At The Sage Rabbit or at Sullivan University, the focus remains on the quality, timing and detail of the finished product. Dishes are critically assessed, notes are given and, hopefully, improvements are made. Sadly in these instances the entire process can sometimes be sacrificed to the end result.

The lesson in all this is to enjoy the process. Cooking for a living is hard enough if we do not, somewhere along the line, stop and contemplate knife cuts, feel the smooth satiny texture of well-made pasta against your hands, or savor the aroma of chicken stock on the stove. There will be time to “bust things out” as we say, so enjoy the small spots of unfettered examination of your handiwork, it can be incredibly rewarding.

Fresh Pasta

2 cups all-purpose flour
3 medium eggs
1 TBL. Olive oil
1 TBL. Cream (or water for a lighter texture)

This recipe has been adapted from several different recipes to accommodate time and space constraints. There are other more intricate recipes that involve more ingredients and detailed steps. That is probably why I love this recipe so much, it’s all about the process.

Whisk the wet ingredients together until combined, sift the flour into a large bowl. Form a well in the center of the flour and pour the liquid into the center. With bare, clean hands fold the flour into the liquid, watching it spill over the sides until you start to combine the wet and dry. Slowly continue to run one hand around the side of the bowl while the other hand works to combine the two bases.

Take your time, do not create too much warmth or activate too much gluten by rushing though this step. When all of the liquid is bound by flour, take both hands and start to scrape the dough into a large ball in the center bottom of the bowl. Pull the dough ball up to you and fold over, combining the mixture more thoroughly, without kneading it on the bench. Be careful not to leave behind patches of wet dough or pockets of flour.

If you find yourself running out of moisture or the dough is too wet you can adjust. Bear in mind, though, that the dough needs time to rest and this will allow for a more even distribution of moisture to flour. What may seem to be dry at the beginning may be just right when we go to roll it out.

At this point the dough should be ragged, but holding together. Cover it and let it rest while you set up the roller. This is the point that I differ from most, I don’t bench knead, I let the powerful pasta rollers do the kneading for me. Unfortunately if you don’t have a pasta roller and have to use a rolling pin you will want to knead the dough to get it uniformly smooth. If so, rest it twice as long covered so the gluten relaxes.

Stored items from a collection
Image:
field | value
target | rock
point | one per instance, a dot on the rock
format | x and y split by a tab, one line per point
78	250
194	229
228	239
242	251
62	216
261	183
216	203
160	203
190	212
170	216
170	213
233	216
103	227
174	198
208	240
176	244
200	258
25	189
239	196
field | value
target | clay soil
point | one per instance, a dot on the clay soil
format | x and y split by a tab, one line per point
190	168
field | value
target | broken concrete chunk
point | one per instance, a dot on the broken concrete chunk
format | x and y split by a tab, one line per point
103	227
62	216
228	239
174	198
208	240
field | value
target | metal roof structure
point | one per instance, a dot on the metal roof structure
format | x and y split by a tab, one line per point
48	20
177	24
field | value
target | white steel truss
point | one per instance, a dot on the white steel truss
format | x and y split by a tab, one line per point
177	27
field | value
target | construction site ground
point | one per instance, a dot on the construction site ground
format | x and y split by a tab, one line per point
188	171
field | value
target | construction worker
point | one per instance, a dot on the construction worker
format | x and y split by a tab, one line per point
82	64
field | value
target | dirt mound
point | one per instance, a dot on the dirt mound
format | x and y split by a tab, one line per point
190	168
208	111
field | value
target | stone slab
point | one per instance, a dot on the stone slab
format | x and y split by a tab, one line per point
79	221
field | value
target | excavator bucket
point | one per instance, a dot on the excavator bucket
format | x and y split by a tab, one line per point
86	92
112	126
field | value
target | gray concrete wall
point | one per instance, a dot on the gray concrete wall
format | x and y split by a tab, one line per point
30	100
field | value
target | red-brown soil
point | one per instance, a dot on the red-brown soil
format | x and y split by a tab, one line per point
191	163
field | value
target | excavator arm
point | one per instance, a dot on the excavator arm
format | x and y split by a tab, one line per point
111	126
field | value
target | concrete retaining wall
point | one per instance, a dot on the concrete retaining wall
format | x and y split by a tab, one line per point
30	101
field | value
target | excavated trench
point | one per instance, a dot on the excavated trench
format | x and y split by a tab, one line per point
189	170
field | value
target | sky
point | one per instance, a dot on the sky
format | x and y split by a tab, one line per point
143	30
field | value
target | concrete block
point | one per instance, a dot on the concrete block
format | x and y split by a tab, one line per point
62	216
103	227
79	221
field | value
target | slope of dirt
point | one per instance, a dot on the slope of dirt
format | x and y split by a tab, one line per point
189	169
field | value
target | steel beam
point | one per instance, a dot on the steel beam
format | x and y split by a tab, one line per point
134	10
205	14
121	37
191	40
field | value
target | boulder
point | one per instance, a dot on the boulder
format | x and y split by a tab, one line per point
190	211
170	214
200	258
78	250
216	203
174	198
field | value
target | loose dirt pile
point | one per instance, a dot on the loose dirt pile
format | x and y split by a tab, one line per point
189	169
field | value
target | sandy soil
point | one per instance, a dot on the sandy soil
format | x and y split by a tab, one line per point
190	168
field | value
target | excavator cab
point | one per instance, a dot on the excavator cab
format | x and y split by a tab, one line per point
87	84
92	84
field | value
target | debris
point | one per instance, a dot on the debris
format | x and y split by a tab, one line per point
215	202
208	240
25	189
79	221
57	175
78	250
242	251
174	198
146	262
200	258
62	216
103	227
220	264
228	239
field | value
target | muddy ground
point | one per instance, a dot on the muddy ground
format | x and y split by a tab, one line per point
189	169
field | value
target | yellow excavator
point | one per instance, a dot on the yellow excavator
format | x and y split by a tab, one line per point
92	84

**What is asked**
- a) According to the fresh pasta text, what can replace the cream for a lighter texture?
- b) Write the next part of the fresh pasta text, picking up right after its final sentence.

**Responses to the tasks**
- a) Water.

- b)
I start my rollers at the widest opening and work down to a number which yields a pasta sheet you can almost see through (approximately 1.5) I take my time by dividing the dough into 4 equal balls. Flatten them by hand and start rolling the dough through the machine. It may break a bit and be ragged at first but if the dough feels slightly sticky just press it back together by folding it in half and rotating the dough so the crease is to the side of the opening.

Roll it through again up to 5 times on the first setting, folding and rolling each time. You will see a marked difference as the dough will take on a smoothness the color ill become uniform and it should hold together. Move the roller’s opening down two slots and continue the same process. Do this only 2-3 times and then move the setting again another two slots. This time you will not fold the dough, simply run it through the opening and each time gently pull the dough out as it comes through. This will stretch the dough making it longer and somewhat more elastic.

After two runs through at this number finish with the final setting based on your use of the pasta. If it’s a stuffed pasta leave it a little thick; you can see the shape of your hand through the dough but not the definition of the knuckles or joints. If its string pasta then you want more translucency. Once you have completed the sheet lightly flour a flat cool surface and lay the pasta sheet on it. Do not cover it.

Over flouring to prevent it from sticking only adds raw flour to the dough resulting in clumps of flour in your dough. You are better off lightly flouring your hands to work with dough. Let the dough dry slightly on both sides before cutting, almost to a soft parchment stage. It should not crack when cutting but you may have to trim the edge before you run it through the cutters. At this point it can dry or you can cook it in boiling salted water for 90 seconds to 2 minutes until al dente. Cool it under cold water, rinse and coat lightly with oil. Store covered for several days.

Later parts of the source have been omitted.